**Passage provided**
The blunder from down under
In how many different ways can the Canadian commentariat miss the point of Stephen Harper’s 2003 speech on Iraq?
Stephen Harper “might be many things,” L. Ian MacDonald writes in the Montreal Gazette—such as?—”but the thought that he would knowingly plagiarize from another leader’s speech is a real stretch.” We tend to agree. But then, oddly, in the very next paragraph, we learn that MacDonald “know[s] something about Harper’s routine in speeches, which is that he writes most of the important ones himself.” So was this not an important speech? It’s what we’re left to believe, given that MacDonald’s intent is to accuse the Liberals—the Liberals, mind you, not the man who delivered a plagiarized call to arms in the House of Commons—of cheapening Canadian “public discourse” with “war room tactics and drive-by smears, to the detriment of us all.” All we can say is MacDonald’s freelance fee better show up on the Tories’ books as a campaign expenditure.
MacDonald and The Globe and Mail‘s Lawrence Martin agree on the political consequences of the Canberra Copycat affair, namely, that “the conspiracy theorists will be out in full force: Mr. Harper, then Opposition leader, was a puppet of G.W. Bush and John Howard, they will charge.” The theories will apparently get a little nutty, too, when they suggest “our foreign policy was drafted by right-wing Republicans”—Harper wasn’t in charge of foreign policy at the time, but hey, that’s the sort of thing conspiracy theorists do! Martin also agrees with MacDonald that “the Liberals yesterday were playing their hand too forcefully,” such as when they suggested “Mr. Harper should be expelled from his party.” But this is nevertheless a legitimate, “significant embarrassment,” Martin argues, and one that seriously damages Harper’s attempts to craft himself a more moderate image.
“That Harper and fellow-conservative Howard have near-identical brains is well-known,” says the Toronto Star‘s Thomas Walkom, who doesn’t see what the big deal is and “suspect[s] that Canadians are more concerned with the content of what their leaders say rather than the wording.” Well, yeah, but when the content is someone else’s it’s very relevant indeed—particularly for those of us who annoyingly demand evidence that Harper worships at the feet of Bush, Blair and Howard, rather than just taking it on faith from the Liberal and NDP war rooms and the Star‘s op-ed pages.
The content may be enough to jog Quebeckers’ memories about “Harper’s aye-aye-sir support for joining the United States in the mother of all futile wars,” Don Martin suggests in the Calgary Herald, and that’s bad news for Harper, plagiarist or not. Tonight’s French-language debate is a must-win, after all, now that arts funding and get-tough-on-youth-crime gambits have slowed the Tories’ much-needed growth in Quebec.

**Problems**
1. Answer these about the commentary on Stephen Harper's 2003 Iraq speech:
(a) In which newspaper does L. Ian MacDonald write?
(b) According to Thomas Walkom, what are Canadians more concerned with?
(c) Which debate does the commentary call a must-win?
2. Render this sentence from the commentary on Harper's Iraq speech in Spanish: "Tonight’s French-language debate is a must-win, after all, now that arts funding and get-tough-on-youth-crime gambits have slowed the Tories’ much-needed growth in Quebec."
3. Extend the commentary on Stephen Harper's 2003 Iraq speech, picking up after its final sentence.
The items after this text aren't needed for anything here.

**Supplied records**

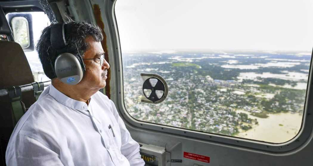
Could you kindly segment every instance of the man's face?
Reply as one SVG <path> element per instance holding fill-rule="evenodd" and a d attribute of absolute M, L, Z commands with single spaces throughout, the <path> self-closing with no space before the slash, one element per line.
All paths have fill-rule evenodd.
<path fill-rule="evenodd" d="M 101 43 L 95 41 L 93 38 L 88 37 L 86 41 L 89 45 L 89 49 L 85 52 L 84 59 L 98 58 L 104 54 Z M 83 89 L 97 89 L 97 90 L 105 86 L 105 80 L 107 77 L 107 69 L 110 65 L 104 60 L 102 64 L 98 59 L 84 60 L 86 65 L 86 71 L 81 81 L 77 85 Z"/>

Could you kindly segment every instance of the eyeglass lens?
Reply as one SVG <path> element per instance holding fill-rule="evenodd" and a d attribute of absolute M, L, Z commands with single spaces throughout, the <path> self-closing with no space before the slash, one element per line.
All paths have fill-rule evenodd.
<path fill-rule="evenodd" d="M 100 57 L 100 64 L 101 65 L 103 64 L 104 62 L 104 54 L 101 55 Z"/>

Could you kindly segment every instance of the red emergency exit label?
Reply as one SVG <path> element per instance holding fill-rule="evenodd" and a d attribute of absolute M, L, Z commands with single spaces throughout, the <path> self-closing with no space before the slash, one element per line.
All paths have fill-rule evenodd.
<path fill-rule="evenodd" d="M 202 162 L 205 162 L 208 163 L 210 163 L 210 157 L 199 155 L 196 154 L 194 154 L 190 153 L 184 152 L 184 157 L 192 159 L 193 160 L 199 161 Z"/>

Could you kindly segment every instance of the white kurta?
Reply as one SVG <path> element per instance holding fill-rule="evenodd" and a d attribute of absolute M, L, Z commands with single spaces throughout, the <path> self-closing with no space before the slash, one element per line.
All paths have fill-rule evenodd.
<path fill-rule="evenodd" d="M 114 103 L 99 92 L 91 99 L 87 106 L 48 87 L 15 126 L 7 165 L 144 165 Z"/>

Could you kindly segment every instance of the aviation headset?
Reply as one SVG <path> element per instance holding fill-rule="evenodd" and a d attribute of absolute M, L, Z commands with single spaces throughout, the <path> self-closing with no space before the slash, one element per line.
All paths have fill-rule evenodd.
<path fill-rule="evenodd" d="M 86 70 L 85 65 L 75 43 L 77 52 L 69 52 L 65 38 L 66 24 L 58 23 L 51 27 L 50 40 L 51 47 L 57 50 L 58 56 L 54 65 L 48 57 L 54 75 L 63 83 L 75 85 L 80 82 Z M 48 50 L 49 50 L 48 48 Z"/>

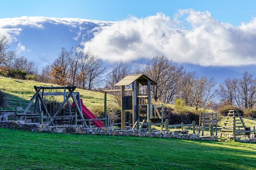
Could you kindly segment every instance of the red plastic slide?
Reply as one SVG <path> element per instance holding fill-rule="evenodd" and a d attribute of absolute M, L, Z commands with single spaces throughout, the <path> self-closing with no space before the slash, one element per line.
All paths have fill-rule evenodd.
<path fill-rule="evenodd" d="M 98 119 L 98 118 L 93 113 L 89 110 L 86 106 L 84 105 L 83 103 L 83 99 L 81 99 L 81 106 L 82 106 L 82 111 L 83 114 L 88 119 Z M 74 107 L 74 104 L 72 104 L 72 107 Z M 92 123 L 98 128 L 102 128 L 105 126 L 105 124 L 100 120 L 93 120 Z"/>

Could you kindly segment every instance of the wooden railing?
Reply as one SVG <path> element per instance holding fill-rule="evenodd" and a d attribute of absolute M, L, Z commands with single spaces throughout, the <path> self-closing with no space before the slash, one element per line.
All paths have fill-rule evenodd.
<path fill-rule="evenodd" d="M 18 113 L 18 112 L 21 110 L 22 108 L 21 107 L 19 108 L 15 108 L 15 110 L 0 110 L 0 120 L 3 119 L 3 121 L 5 121 L 8 120 L 8 116 L 13 114 L 14 113 Z"/>
<path fill-rule="evenodd" d="M 148 104 L 148 100 L 147 95 L 137 96 L 137 103 L 139 105 L 145 105 Z"/>

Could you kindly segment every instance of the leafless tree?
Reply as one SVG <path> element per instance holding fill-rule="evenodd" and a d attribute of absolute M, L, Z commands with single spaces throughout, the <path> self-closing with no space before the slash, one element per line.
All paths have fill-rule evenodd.
<path fill-rule="evenodd" d="M 192 104 L 196 110 L 199 108 L 204 108 L 207 102 L 216 96 L 216 84 L 213 77 L 209 79 L 204 75 L 196 79 L 192 95 Z"/>
<path fill-rule="evenodd" d="M 245 71 L 242 77 L 238 82 L 237 92 L 241 97 L 242 108 L 252 108 L 256 102 L 256 80 L 247 71 Z"/>
<path fill-rule="evenodd" d="M 69 70 L 67 71 L 68 84 L 71 86 L 79 85 L 77 77 L 79 71 L 79 62 L 82 57 L 83 51 L 80 46 L 76 48 L 73 46 L 67 53 L 67 62 L 69 65 Z"/>
<path fill-rule="evenodd" d="M 88 65 L 87 75 L 88 90 L 90 91 L 100 84 L 101 75 L 106 68 L 103 66 L 101 58 L 94 54 L 89 56 Z"/>
<path fill-rule="evenodd" d="M 154 99 L 165 103 L 172 102 L 178 91 L 180 78 L 184 73 L 183 66 L 164 55 L 157 56 L 148 62 L 144 73 L 157 83 L 152 87 Z"/>
<path fill-rule="evenodd" d="M 16 57 L 13 68 L 25 71 L 28 75 L 37 73 L 34 62 L 29 60 L 24 56 Z"/>
<path fill-rule="evenodd" d="M 0 66 L 4 63 L 9 46 L 10 40 L 7 36 L 0 33 Z"/>
<path fill-rule="evenodd" d="M 17 58 L 16 52 L 14 51 L 9 51 L 6 54 L 6 58 L 4 63 L 8 69 L 10 70 L 15 68 L 16 66 L 16 63 L 17 61 Z"/>
<path fill-rule="evenodd" d="M 128 66 L 122 61 L 112 68 L 106 76 L 106 87 L 108 89 L 117 89 L 115 85 L 130 74 Z"/>
<path fill-rule="evenodd" d="M 47 65 L 45 66 L 42 70 L 39 80 L 44 83 L 51 83 L 52 79 L 51 75 L 52 66 Z"/>
<path fill-rule="evenodd" d="M 236 79 L 229 77 L 224 80 L 223 83 L 220 84 L 218 91 L 218 95 L 221 97 L 221 100 L 223 102 L 228 101 L 231 105 L 235 104 L 235 89 L 236 87 L 237 81 Z"/>
<path fill-rule="evenodd" d="M 195 71 L 186 73 L 181 77 L 180 97 L 184 100 L 187 106 L 192 106 L 192 96 L 197 78 Z"/>
<path fill-rule="evenodd" d="M 67 85 L 67 73 L 69 67 L 68 55 L 68 53 L 66 49 L 62 47 L 61 51 L 52 66 L 51 75 L 52 77 L 52 83 L 62 86 Z"/>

**The replies**
1.
(a) The Montreal Gazette.
(b) The content of what their leaders say rather than the wording.
(c) Tonight's French-language debate.

2. Después de todo, el debate en francés de esta noche es una victoria obligada, ahora que la financiación de las artes y las maniobras de mano dura contra la delincuencia juvenil han frenado el tan necesario crecimiento de los conservadores en Quebec.

3.
Harper can’t win a debate on youth crime and arts funding in tonight’s debate and he shouldn’t try, Chantal Hébert argues in the Star. Gilles Duceppe’s only real exposed flank is the economy, she believes, which is “more credibly advanced from the perspective of a governing party than from that of a permanent opposition one,” and that’s where Harper should be aiming. Duceppe, meanwhile, must keep a watchful eye on an encroaching Jack Layton. And Dion? He’s finished in Quebec, says Hébert, and should be “keeping his powder dry” and focusing his attention on tomorrow night’s crucial English-language debate.
Polls show Harper’s extreme fuzzy-wuzzy makeover has utterly failed in its target audience of easily-impressed Quebeckers and women, Sun Media’s Greg Weston reports, and may have even have had the opposite effect. Polls also show easily-impressed Quebeckers and women are “most open to being persuaded by the debates,” however, which means “certain to put Harper on his cuddly best behaviour for the televised leaders debates,” Weston predicts. “Expect plenty of home-spun Harper extolling the virtues of kids and soccer moms.” We can hardly wait.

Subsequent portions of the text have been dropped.